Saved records
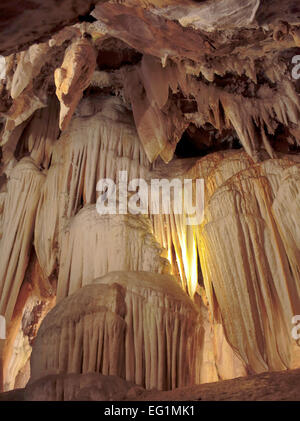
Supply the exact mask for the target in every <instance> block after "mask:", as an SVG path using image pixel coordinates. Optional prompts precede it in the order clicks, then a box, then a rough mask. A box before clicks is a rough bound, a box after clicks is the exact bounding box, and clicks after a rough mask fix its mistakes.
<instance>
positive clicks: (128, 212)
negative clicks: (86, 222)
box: [96, 171, 204, 225]
mask: <svg viewBox="0 0 300 421" xmlns="http://www.w3.org/2000/svg"><path fill="white" fill-rule="evenodd" d="M96 189H97V192H98V194H99V196H98V198H97V203H96V209H97V211H98V213H99V214H100V215H105V214H111V215H116V214H123V215H124V214H127V213H131V214H134V215H137V214H149V215H159V214H171V213H173V214H175V215H183V216H184V223H185V224H186V225H199V224H201V222H202V221H203V215H204V180H203V179H196V180H192V179H180V178H173V179H171V180H169V179H165V178H163V179H151V180H150V181H149V182H147V181H146V180H144V179H142V178H134V179H132V180H130V181H129V179H128V173H127V171H119V177H118V182H117V183H115V181H114V180H112V179H110V178H104V179H101V180H99V181H98V183H97V187H96Z"/></svg>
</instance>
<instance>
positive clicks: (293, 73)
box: [292, 55, 300, 80]
mask: <svg viewBox="0 0 300 421" xmlns="http://www.w3.org/2000/svg"><path fill="white" fill-rule="evenodd" d="M292 63H293V64H295V66H294V67H293V69H292V78H293V79H295V80H298V79H300V55H297V56H294V57H293V58H292Z"/></svg>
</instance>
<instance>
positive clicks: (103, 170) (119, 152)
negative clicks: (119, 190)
mask: <svg viewBox="0 0 300 421" xmlns="http://www.w3.org/2000/svg"><path fill="white" fill-rule="evenodd" d="M97 106H98V107H100V110H101V111H98V112H96V114H93V111H94V110H93V107H96V110H97ZM91 107H92V108H91ZM91 109H92V111H91ZM80 110H81V111H80ZM98 110H99V108H98ZM79 112H80V113H81V114H82V116H80V115H79V116H77V117H76V118H74V119H73V121H72V123H71V125H70V127H69V129H68V130H67V131H66V132H65V133H64V134H63V135H62V136H61V137H60V138H59V140H58V141H57V142H56V143H55V146H54V149H53V155H52V161H51V166H50V168H49V171H48V173H47V177H46V181H45V184H44V186H43V189H42V193H41V198H40V201H39V206H38V210H37V221H36V225H35V246H36V252H37V256H38V259H39V261H40V264H41V267H42V269H43V271H44V273H45V276H50V275H51V273H52V272H53V270H54V268H55V266H56V262H57V253H58V250H59V246H60V239H59V236H60V233H61V232H62V230H63V227H64V225H65V223H66V222H68V218H70V217H72V216H74V215H75V213H76V212H77V210H78V208H79V207H80V206H81V202H83V204H92V203H95V202H96V184H97V182H98V180H100V179H102V178H110V179H112V180H114V181H117V178H118V173H119V171H127V172H128V178H129V180H130V179H133V178H140V177H141V178H145V177H146V175H147V173H148V171H149V169H150V164H149V162H148V160H147V157H146V155H145V153H144V151H143V150H142V147H141V145H140V143H139V139H138V137H137V134H136V131H135V129H134V127H133V123H132V120H131V118H130V115H128V112H126V110H125V109H124V107H123V106H122V105H121V102H120V101H119V100H117V99H112V100H109V99H108V100H105V98H104V99H103V98H102V100H99V101H98V103H97V100H91V101H87V103H86V104H85V103H84V102H83V104H82V106H81V107H80V109H79ZM90 113H91V114H90ZM45 220H47V221H48V222H47V224H45V223H44V221H45Z"/></svg>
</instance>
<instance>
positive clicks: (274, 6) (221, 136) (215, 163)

→ **Exercise brief**
Write out every line of the material above word for word, leaving out the pictures.

→ **Output**
Supply the exact mask for the target in every <instance> block after "mask:", as an SVG path using image pixel coordinates. Optional prompts precede it in the order clicks, then a box, then a rough mask. A box before clicks is a rough bound, a box after clicks is the exact bounding box, and clicks after a rough mask fix its mistakes.
<instance>
positive clicks: (128, 212)
negative clicks: (86, 222)
box: [96, 171, 204, 225]
mask: <svg viewBox="0 0 300 421" xmlns="http://www.w3.org/2000/svg"><path fill="white" fill-rule="evenodd" d="M96 189H97V192H98V194H99V196H98V198H97V203H96V209H97V211H98V213H99V214H100V215H105V214H111V215H116V214H123V215H124V214H127V213H131V214H134V215H137V214H149V215H159V214H171V213H173V214H175V215H183V216H184V223H185V224H186V225H199V224H201V222H202V221H203V215H204V180H203V179H196V180H192V179H180V178H173V179H171V180H169V179H165V178H163V179H151V180H150V181H149V182H147V181H146V180H144V179H142V178H134V179H132V180H130V181H129V179H128V173H127V171H119V177H118V182H117V183H115V181H114V180H112V179H110V178H104V179H101V180H99V181H98V183H97V187H96Z"/></svg>
</instance>
<instance>
positive clicks: (293, 73)
box: [292, 55, 300, 80]
mask: <svg viewBox="0 0 300 421" xmlns="http://www.w3.org/2000/svg"><path fill="white" fill-rule="evenodd" d="M292 63H293V64H295V66H294V67H293V69H292V78H293V79H295V80H298V79H300V55H297V56H294V57H293V58H292Z"/></svg>
</instance>
<instance>
positive clicks: (103, 170) (119, 152)
negative clicks: (119, 190)
mask: <svg viewBox="0 0 300 421" xmlns="http://www.w3.org/2000/svg"><path fill="white" fill-rule="evenodd" d="M97 106H98V107H100V110H101V111H98V112H96V114H93V111H94V110H93V107H96V110H97ZM91 107H92V108H91ZM91 109H92V111H91ZM80 110H81V111H80ZM98 110H99V108H98ZM79 112H80V113H81V114H82V116H80V115H79V116H77V117H76V118H74V119H73V121H72V123H71V125H70V127H69V129H68V130H67V131H66V132H65V133H64V134H63V135H62V136H61V137H60V138H59V140H58V141H57V142H56V143H55V146H54V149H53V155H52V161H51V166H50V168H49V171H48V173H47V177H46V181H45V184H44V186H43V189H42V193H41V198H40V201H39V206H38V210H37V221H36V225H35V246H36V252H37V256H38V259H39V261H40V264H41V267H42V269H43V271H44V273H45V276H50V275H51V273H52V272H53V270H54V268H55V266H56V262H57V253H58V250H59V246H60V239H59V236H60V233H61V232H62V230H63V227H64V225H65V223H66V222H68V218H70V217H72V216H74V215H75V213H76V212H77V210H78V208H79V207H80V206H81V202H83V204H92V203H95V202H96V184H97V182H98V180H100V179H102V178H110V179H112V180H114V181H117V178H118V173H119V171H127V172H128V178H129V180H130V179H133V178H140V177H141V178H145V177H146V175H147V173H148V171H149V169H150V164H149V162H148V160H147V157H146V155H145V153H144V151H143V150H142V147H141V145H140V143H139V139H138V137H137V134H136V131H135V129H134V127H133V123H132V120H131V118H130V115H128V112H126V110H125V109H124V107H123V106H122V105H121V102H120V101H119V100H117V99H112V100H109V99H108V100H105V98H104V99H103V98H102V100H99V101H98V103H97V100H91V101H87V103H86V104H85V103H84V102H83V104H82V106H81V107H80V109H79ZM90 113H91V114H90ZM45 220H47V221H48V222H47V224H45V223H44V221H45Z"/></svg>
</instance>
<instance>
positive clicks: (274, 6) (221, 136) (215, 163)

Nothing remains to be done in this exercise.